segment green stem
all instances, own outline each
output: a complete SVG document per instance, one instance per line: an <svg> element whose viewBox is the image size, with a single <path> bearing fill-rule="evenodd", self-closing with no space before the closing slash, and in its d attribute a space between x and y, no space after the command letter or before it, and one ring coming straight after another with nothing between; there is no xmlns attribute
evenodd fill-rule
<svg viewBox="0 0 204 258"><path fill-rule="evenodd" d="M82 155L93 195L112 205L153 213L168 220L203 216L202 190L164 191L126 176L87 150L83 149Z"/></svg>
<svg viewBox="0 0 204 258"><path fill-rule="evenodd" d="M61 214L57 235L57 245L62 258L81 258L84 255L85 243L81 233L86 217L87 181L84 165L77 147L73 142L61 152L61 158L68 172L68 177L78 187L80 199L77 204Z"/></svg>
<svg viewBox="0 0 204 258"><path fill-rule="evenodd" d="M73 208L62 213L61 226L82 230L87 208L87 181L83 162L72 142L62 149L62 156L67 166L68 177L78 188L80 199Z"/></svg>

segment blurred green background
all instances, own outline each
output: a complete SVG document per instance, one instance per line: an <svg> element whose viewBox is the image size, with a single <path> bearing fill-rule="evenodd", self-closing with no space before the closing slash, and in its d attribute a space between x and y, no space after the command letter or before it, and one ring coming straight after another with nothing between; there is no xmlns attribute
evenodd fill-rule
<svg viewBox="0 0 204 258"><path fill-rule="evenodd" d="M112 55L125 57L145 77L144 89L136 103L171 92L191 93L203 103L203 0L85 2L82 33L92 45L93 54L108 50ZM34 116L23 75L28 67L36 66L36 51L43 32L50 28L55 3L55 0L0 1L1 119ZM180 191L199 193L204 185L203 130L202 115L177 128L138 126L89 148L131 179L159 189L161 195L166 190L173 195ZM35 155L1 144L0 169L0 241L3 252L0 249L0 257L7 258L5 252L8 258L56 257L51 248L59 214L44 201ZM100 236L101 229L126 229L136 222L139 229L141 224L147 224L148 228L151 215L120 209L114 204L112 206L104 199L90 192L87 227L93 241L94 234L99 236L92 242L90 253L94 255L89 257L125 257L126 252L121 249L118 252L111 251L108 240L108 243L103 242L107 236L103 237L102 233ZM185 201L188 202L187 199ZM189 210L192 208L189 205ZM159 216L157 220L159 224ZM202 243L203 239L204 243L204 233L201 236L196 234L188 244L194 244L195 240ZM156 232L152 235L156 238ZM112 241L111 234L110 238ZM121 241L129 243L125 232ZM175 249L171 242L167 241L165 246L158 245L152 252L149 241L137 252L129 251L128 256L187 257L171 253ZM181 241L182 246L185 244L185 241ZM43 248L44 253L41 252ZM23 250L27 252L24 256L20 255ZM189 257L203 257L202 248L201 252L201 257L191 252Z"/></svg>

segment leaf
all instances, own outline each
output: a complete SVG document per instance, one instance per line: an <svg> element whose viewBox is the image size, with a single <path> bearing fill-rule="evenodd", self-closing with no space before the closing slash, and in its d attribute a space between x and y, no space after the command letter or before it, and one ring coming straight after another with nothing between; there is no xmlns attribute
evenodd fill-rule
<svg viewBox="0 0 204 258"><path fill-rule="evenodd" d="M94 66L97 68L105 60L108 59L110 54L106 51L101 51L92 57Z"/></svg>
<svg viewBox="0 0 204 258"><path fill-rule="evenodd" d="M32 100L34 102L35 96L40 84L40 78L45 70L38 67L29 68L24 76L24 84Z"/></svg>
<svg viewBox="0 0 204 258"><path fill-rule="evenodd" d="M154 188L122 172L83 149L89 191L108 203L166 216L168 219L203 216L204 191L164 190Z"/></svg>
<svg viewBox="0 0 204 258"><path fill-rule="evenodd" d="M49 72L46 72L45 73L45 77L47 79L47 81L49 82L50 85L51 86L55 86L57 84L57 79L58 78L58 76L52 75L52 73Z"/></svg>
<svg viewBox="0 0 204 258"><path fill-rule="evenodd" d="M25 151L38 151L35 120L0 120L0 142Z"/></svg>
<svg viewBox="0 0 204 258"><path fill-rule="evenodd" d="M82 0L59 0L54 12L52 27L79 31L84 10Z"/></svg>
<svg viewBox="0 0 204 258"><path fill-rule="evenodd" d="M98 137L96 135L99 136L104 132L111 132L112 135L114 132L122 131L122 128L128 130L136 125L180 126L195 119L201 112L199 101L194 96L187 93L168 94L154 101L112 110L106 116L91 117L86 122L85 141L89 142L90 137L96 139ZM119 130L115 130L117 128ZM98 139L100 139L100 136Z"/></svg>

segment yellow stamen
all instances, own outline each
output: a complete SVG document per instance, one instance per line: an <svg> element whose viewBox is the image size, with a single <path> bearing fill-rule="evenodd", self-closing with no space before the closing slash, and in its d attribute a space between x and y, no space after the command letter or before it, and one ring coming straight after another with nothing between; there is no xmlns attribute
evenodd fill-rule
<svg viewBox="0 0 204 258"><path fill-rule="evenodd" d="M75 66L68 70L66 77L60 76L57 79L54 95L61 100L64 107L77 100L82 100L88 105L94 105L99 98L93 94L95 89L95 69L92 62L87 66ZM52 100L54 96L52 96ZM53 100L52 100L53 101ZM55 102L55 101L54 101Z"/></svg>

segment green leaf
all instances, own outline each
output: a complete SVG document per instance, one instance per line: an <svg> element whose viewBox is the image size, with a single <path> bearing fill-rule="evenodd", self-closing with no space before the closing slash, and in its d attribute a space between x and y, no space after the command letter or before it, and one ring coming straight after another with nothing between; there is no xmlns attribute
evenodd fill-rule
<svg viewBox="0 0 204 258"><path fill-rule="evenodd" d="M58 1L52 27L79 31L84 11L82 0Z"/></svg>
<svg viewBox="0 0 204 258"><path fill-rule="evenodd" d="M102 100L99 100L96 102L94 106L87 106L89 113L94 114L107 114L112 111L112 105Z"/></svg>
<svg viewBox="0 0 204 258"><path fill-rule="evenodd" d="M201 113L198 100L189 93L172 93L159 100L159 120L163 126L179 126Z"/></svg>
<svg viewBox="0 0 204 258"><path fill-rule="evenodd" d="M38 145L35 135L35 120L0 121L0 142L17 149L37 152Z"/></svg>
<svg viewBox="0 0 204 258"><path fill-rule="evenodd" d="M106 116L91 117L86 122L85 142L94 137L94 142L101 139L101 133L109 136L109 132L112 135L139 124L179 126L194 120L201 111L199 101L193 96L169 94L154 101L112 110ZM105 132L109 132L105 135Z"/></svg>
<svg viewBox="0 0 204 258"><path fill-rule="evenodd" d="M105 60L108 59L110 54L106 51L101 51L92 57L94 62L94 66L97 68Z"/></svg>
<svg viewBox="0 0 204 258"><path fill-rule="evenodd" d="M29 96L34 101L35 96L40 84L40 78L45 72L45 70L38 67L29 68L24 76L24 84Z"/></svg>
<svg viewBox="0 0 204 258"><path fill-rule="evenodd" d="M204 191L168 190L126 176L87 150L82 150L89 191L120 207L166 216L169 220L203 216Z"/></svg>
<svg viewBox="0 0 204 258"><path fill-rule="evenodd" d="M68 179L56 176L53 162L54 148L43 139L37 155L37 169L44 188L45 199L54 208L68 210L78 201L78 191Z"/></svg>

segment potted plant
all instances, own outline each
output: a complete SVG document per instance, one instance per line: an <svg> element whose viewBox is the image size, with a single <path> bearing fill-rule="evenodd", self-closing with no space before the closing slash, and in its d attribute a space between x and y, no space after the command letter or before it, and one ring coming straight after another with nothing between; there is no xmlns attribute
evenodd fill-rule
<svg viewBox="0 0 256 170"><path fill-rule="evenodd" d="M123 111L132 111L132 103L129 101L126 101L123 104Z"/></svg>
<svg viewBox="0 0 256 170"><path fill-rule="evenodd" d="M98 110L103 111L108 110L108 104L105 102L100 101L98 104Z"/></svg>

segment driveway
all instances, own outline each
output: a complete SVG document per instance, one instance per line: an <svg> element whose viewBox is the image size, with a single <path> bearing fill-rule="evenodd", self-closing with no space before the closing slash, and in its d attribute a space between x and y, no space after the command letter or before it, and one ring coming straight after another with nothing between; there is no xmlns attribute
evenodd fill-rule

■ ■ ■ ■ ■ ■ ■

GIVEN PROBLEM
Reproduce the data from the line with "segment potted plant" up to and including the line with "110L103 111L108 110L108", swapping "outline" for "contour" and leaving everything else unchanged.

TASK SOLUTION
segment potted plant
all instances, own contour each
output: a complete SVG document per instance, one instance per line: an <svg> element whose viewBox is the image size, with a single <path> bearing fill-rule="evenodd", self-closing with no space before the closing slash, and in its d attribute a space between x and y, no space after the command letter or before it, and one ring coming straight after another with nothing between; there is no xmlns attribute
evenodd fill-rule
<svg viewBox="0 0 256 170"><path fill-rule="evenodd" d="M123 111L132 111L132 103L129 101L126 101L123 104Z"/></svg>
<svg viewBox="0 0 256 170"><path fill-rule="evenodd" d="M98 110L103 111L108 110L108 104L105 102L100 101L98 104Z"/></svg>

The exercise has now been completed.